» The request: Copy out every item below word for word, changing nothing.

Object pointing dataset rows

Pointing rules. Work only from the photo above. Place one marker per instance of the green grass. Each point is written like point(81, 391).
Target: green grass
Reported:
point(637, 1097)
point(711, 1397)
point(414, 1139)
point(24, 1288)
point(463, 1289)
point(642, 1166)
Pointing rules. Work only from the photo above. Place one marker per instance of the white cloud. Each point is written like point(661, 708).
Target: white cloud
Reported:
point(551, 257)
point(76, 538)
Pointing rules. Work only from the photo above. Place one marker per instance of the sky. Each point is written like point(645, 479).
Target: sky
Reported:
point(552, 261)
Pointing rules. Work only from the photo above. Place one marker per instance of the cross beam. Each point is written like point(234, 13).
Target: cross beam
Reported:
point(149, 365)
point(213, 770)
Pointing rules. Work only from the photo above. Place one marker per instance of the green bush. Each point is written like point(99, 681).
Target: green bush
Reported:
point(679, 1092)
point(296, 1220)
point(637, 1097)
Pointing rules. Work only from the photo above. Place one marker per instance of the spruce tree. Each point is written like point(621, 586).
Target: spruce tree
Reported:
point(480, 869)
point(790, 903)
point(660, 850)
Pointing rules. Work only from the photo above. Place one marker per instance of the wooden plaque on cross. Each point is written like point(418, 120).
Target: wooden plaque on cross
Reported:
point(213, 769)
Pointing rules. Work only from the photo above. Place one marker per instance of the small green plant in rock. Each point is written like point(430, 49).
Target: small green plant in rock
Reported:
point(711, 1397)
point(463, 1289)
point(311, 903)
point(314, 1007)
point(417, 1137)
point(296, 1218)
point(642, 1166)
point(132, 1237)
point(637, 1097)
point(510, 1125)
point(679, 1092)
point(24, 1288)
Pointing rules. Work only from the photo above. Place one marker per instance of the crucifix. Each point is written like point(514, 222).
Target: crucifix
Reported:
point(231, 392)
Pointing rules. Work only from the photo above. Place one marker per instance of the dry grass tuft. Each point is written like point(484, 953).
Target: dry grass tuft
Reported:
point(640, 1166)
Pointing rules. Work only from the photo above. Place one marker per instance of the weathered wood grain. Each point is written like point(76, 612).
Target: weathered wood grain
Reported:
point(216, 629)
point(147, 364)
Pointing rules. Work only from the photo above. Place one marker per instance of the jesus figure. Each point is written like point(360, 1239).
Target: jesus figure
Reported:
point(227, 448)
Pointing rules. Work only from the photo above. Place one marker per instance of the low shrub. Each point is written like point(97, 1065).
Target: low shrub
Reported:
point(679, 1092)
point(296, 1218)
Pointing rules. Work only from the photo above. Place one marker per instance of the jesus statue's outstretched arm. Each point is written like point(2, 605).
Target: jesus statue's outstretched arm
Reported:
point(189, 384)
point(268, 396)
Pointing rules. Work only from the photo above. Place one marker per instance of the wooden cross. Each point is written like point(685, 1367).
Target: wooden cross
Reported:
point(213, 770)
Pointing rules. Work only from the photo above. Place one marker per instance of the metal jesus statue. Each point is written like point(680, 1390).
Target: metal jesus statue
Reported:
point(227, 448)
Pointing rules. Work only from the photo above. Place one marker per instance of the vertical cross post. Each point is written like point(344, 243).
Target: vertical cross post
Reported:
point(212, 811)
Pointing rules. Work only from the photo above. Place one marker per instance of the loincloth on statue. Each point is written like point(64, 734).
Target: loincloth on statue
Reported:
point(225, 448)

» Response:
Pointing rules. Work only from the photo above. Place one marker per instance of the green grass. Each point is written like point(81, 391).
Target: green grass
Reported:
point(637, 1097)
point(711, 1397)
point(414, 1139)
point(24, 1288)
point(463, 1289)
point(642, 1166)
Pointing rules. Work only from the photo above. Place one marker per instance of the white cloud. Each point is written like point(661, 708).
Target: white cloud
Reported:
point(551, 257)
point(76, 538)
Pointing rules. Work only from the photo above. Place one marker per instance of the sky. Each point is written like point(645, 479).
Target: sky
Reported:
point(552, 261)
Pointing rules. Work only from the photo above. Place one marker per instance of the cross beam. Each point is written like point(234, 13).
Target: cross beam
Reported:
point(149, 365)
point(213, 770)
Pointing rules. Work only from the photo above. Place one marker per instance of the green bush. Each point is written like point(99, 681).
Target: green bush
Reported:
point(679, 1092)
point(296, 1220)
point(637, 1097)
Pointing rules. Work only from the photo above. Place one marker per instance of the spruce tree. Each point is written like point(621, 586).
Target: spruce tree
Reported:
point(480, 869)
point(790, 903)
point(660, 850)
Pointing rules. Work only from the photo above. Place one marker per instance of the wooden plaque on cross. Each point is written like point(418, 120).
Target: wooden plaque on cross
Reported:
point(213, 769)
Pointing rules. Work only from the photo above. Place one marker per instance of the small green plant in rock. Each point is written like point(430, 49).
Target: small green plant in rock
Reported:
point(711, 1397)
point(463, 1289)
point(311, 903)
point(314, 1007)
point(417, 1137)
point(296, 1218)
point(642, 1166)
point(132, 1237)
point(637, 1097)
point(510, 1125)
point(679, 1092)
point(24, 1288)
Pointing rules. Work only from the photo above. Place one marker per instance of the crucifix. Each point is written like point(514, 222).
Target: crucifix
Reported:
point(231, 392)
Pointing rules. Work only from the photo above. Place one marker per instance of the dry grass tuft. Each point is written like point(484, 953).
Target: dry grass tuft
Reported:
point(640, 1166)
Pointing rules. Work only from the photo above. Place one marker per instance of the weathered wood grain. Each point is written like point(76, 612).
Target: weathered wood grain
Reported:
point(216, 629)
point(147, 364)
Pointing rules. Work only from the photo above. Place one marker per instance of the jesus figure. Each point is written like point(360, 1239).
Target: jesus figure
Reported:
point(227, 448)
Pointing rules. Work only from the photo above. Place one marker per instance of the low shrub. Each point is written like point(97, 1065).
Target: low shrub
Reported:
point(679, 1092)
point(296, 1218)
Pointing rules. Work only from the photo above. Place one marker per instance of the jesus statue's outstretched arm. Each point is written like point(2, 605).
Target: jesus statue's outstretched arm
Reported:
point(189, 384)
point(268, 396)
Pointing rules. Work only from the photo above. Place one marker per instance of the wooden cross. Each point is written like point(685, 1367).
Target: wooden cross
Reported:
point(213, 770)
Pointing rules. Work only from the photo above. Place one marker per instance of the metal jesus statue. Each point is written like point(680, 1390).
Target: metal jesus statue
Reported:
point(227, 448)
Pointing rules. Work only from the photo above. Place one marker per instance of the vertical cross post. Each point is written like point(344, 243).
Target: vertical cross post
Reported:
point(212, 811)
Pointing rules. Work only from the photo above. Place one marker per instance of the loincloth on statue. Each point is written like point(64, 734).
Target: loincloth on statue
Reported:
point(225, 448)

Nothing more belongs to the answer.